═════ Material shown ═════

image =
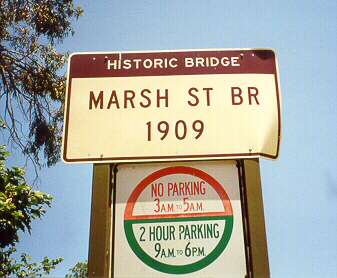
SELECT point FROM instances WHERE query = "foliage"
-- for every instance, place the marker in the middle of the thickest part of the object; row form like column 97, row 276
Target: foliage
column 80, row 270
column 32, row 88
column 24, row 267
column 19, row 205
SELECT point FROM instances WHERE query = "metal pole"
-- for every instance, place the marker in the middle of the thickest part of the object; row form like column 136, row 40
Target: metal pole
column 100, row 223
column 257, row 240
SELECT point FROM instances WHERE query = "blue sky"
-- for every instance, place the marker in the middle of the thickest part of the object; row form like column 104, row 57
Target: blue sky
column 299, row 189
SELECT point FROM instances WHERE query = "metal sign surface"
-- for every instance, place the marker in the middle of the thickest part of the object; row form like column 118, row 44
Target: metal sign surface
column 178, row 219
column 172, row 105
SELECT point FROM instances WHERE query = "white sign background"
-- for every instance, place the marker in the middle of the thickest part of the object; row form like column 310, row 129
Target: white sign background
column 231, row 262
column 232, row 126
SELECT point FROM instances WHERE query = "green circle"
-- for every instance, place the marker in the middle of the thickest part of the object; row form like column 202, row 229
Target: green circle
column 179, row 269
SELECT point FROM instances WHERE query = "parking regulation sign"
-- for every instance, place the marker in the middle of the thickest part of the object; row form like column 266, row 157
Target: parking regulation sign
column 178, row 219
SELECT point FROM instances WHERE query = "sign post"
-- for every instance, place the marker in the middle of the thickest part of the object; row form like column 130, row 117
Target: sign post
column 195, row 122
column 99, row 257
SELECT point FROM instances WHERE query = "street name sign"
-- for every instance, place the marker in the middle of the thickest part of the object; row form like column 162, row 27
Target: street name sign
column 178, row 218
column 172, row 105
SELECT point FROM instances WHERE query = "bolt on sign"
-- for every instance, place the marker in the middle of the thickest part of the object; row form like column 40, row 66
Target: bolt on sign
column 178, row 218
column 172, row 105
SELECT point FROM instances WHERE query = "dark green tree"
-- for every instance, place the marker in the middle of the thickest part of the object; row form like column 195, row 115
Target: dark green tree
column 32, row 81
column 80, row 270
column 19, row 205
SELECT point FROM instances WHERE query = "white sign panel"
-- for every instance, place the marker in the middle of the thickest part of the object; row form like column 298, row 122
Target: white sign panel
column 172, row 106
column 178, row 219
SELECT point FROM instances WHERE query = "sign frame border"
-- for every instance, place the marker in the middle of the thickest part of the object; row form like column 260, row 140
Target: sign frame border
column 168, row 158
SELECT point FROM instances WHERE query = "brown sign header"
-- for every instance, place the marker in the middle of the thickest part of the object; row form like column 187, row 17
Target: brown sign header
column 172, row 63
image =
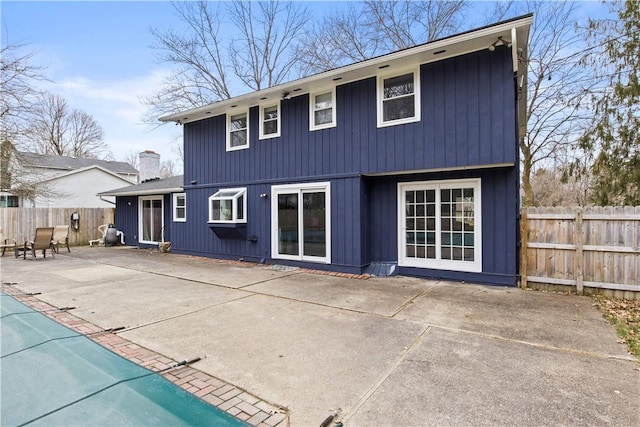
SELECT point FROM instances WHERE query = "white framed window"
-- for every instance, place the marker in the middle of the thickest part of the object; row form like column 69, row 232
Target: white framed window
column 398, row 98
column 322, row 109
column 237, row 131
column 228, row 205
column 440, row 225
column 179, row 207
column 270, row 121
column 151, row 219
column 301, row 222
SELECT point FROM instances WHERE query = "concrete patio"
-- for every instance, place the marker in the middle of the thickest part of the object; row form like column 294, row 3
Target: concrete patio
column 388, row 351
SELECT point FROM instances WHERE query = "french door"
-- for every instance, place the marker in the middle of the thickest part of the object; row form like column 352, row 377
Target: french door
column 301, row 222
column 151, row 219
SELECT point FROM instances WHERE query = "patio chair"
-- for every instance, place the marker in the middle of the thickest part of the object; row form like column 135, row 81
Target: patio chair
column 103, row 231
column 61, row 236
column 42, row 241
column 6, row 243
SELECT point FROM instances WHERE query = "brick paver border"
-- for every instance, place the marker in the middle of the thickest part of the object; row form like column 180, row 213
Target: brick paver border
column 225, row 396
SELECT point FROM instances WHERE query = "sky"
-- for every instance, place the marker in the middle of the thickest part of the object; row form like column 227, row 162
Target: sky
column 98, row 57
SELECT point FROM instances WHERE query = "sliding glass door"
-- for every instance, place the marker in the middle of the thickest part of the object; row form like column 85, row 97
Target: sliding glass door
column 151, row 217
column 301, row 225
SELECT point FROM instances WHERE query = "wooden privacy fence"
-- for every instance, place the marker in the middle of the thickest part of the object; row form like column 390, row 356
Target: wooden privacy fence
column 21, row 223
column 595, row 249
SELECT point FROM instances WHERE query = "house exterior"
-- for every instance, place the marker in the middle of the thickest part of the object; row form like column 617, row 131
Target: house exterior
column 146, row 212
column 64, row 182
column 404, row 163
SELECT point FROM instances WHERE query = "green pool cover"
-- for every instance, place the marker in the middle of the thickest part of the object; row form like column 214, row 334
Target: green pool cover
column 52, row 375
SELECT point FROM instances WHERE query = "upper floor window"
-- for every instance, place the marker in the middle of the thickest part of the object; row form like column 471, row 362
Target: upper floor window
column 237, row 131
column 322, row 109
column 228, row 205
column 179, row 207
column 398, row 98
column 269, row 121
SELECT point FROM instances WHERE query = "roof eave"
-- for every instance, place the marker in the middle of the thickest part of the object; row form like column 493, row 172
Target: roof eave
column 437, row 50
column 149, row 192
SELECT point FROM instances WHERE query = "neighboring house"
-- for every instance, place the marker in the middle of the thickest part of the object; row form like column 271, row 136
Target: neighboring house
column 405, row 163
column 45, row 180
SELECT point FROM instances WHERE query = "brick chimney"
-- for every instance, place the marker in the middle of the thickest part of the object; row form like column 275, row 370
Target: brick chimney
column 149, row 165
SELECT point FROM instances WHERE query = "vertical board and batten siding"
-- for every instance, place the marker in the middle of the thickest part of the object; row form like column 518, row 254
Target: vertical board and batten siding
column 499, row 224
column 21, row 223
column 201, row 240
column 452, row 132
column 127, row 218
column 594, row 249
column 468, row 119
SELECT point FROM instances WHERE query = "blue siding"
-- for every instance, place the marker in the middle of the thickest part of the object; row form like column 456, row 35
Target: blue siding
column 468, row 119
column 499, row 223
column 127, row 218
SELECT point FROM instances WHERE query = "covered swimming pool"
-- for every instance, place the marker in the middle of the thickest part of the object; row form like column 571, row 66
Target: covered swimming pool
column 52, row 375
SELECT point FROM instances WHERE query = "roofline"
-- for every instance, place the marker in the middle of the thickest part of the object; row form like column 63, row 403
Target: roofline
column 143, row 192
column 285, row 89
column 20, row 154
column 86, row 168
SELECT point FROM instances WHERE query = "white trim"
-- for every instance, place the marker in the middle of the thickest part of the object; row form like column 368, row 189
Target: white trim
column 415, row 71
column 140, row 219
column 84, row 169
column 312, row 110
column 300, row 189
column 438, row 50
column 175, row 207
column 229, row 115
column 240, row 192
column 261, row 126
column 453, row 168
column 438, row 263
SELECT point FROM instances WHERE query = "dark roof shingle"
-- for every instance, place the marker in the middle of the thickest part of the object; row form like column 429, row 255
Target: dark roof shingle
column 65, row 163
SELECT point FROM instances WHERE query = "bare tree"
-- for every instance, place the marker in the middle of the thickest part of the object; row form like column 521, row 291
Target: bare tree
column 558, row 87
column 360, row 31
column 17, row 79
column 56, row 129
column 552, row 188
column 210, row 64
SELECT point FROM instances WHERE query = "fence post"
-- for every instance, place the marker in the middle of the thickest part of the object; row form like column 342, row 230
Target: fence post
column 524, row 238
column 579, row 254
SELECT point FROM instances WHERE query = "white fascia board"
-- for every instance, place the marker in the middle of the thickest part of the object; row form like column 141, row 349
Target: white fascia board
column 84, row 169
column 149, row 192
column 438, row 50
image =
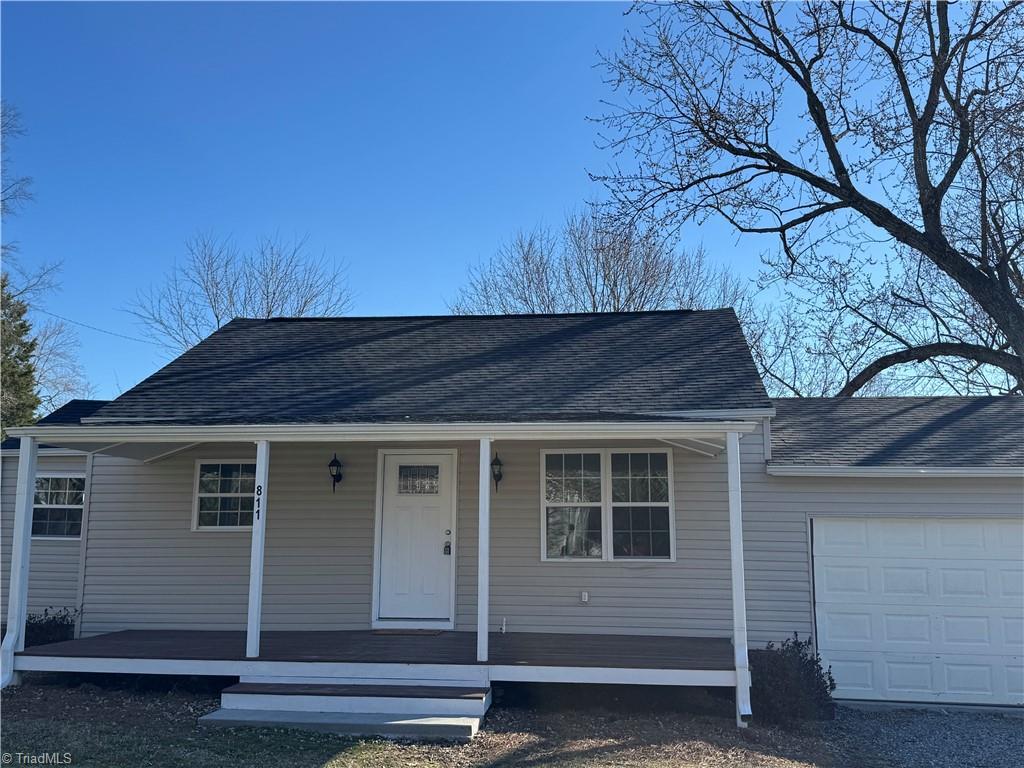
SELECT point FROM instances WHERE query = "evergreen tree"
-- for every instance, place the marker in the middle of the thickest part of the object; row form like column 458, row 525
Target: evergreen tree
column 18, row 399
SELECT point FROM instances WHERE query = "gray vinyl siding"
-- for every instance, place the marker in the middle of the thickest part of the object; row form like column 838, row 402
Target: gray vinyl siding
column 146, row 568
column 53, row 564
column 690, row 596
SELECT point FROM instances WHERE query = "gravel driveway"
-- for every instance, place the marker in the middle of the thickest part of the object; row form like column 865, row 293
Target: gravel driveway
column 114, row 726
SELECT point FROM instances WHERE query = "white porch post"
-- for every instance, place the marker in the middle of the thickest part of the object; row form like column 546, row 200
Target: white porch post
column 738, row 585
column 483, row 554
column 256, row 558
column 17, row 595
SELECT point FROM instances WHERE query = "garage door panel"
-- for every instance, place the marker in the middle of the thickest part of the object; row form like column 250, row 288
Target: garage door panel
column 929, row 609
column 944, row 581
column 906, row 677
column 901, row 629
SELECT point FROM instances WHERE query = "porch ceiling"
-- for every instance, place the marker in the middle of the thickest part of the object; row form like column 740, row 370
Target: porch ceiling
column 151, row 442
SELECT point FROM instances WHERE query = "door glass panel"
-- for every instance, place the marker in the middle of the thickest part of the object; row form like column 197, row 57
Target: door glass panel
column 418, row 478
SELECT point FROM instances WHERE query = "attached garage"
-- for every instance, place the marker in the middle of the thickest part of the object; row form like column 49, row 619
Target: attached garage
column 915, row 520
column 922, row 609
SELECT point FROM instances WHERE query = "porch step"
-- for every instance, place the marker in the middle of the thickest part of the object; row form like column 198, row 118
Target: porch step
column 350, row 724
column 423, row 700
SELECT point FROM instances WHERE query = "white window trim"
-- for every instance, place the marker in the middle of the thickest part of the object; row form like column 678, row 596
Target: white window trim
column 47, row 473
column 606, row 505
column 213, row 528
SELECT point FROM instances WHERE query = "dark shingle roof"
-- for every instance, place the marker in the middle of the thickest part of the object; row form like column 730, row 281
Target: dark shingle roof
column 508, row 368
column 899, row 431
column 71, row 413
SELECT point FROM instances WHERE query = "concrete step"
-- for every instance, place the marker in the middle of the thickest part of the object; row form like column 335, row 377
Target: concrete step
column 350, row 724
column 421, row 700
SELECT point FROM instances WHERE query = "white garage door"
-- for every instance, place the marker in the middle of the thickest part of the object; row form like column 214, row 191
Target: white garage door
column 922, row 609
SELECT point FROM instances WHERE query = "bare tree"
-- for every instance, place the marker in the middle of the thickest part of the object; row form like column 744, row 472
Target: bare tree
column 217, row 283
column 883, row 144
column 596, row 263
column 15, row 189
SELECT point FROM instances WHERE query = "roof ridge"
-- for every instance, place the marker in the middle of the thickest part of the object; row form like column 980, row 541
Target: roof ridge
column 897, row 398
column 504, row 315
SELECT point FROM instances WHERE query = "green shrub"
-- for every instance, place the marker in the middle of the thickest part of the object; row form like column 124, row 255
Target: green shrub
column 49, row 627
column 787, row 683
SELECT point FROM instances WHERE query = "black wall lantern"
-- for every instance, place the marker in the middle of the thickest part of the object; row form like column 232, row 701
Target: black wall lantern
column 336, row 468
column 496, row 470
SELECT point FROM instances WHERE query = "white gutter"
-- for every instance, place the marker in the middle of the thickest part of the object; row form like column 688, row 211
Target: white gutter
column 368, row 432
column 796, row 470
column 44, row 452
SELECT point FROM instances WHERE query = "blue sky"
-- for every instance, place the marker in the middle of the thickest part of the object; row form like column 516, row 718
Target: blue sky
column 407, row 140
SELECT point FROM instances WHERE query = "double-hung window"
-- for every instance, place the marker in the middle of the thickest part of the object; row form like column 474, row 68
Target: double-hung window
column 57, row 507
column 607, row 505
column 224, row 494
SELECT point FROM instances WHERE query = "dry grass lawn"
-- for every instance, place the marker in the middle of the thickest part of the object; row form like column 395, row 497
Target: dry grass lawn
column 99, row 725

═════

◆ Task: Reproduce the records word for word, from their first line through the line containing "column 232, row 126", with both of those lines included. Leave the pictures out of your answer.

◆ Task output:
image =
SELECT point FROM instances WHERE query = "foliage"
-- for every instance, place the marker in the middle of the thickest part of the object; row form like column 97, row 276
Target: foliage
column 80, row 270
column 32, row 88
column 24, row 267
column 19, row 205
SELECT point FROM instances WHERE query = "metal pole"
-- for every instance, place the marker in the middle of the thickest part of the object; row form like column 136, row 40
Target: metal pole
column 100, row 223
column 257, row 240
SELECT point FROM instances WHERE query = "blue sky"
-- for every instance, place the marker in the middle of the thickest part of the object; row form like column 104, row 57
Target: blue sky
column 299, row 189
SELECT point FROM instances WHERE query = "metal sign surface"
-- for every instance, place the marker in the middle of the thickest part of the object; row form like column 118, row 44
Target: metal sign surface
column 178, row 219
column 172, row 105
SELECT point FROM instances WHERE query = "white sign background"
-- for every instance, place the marker in the middle of the thickest part of the object; row form like column 310, row 129
Target: white sign background
column 231, row 262
column 232, row 126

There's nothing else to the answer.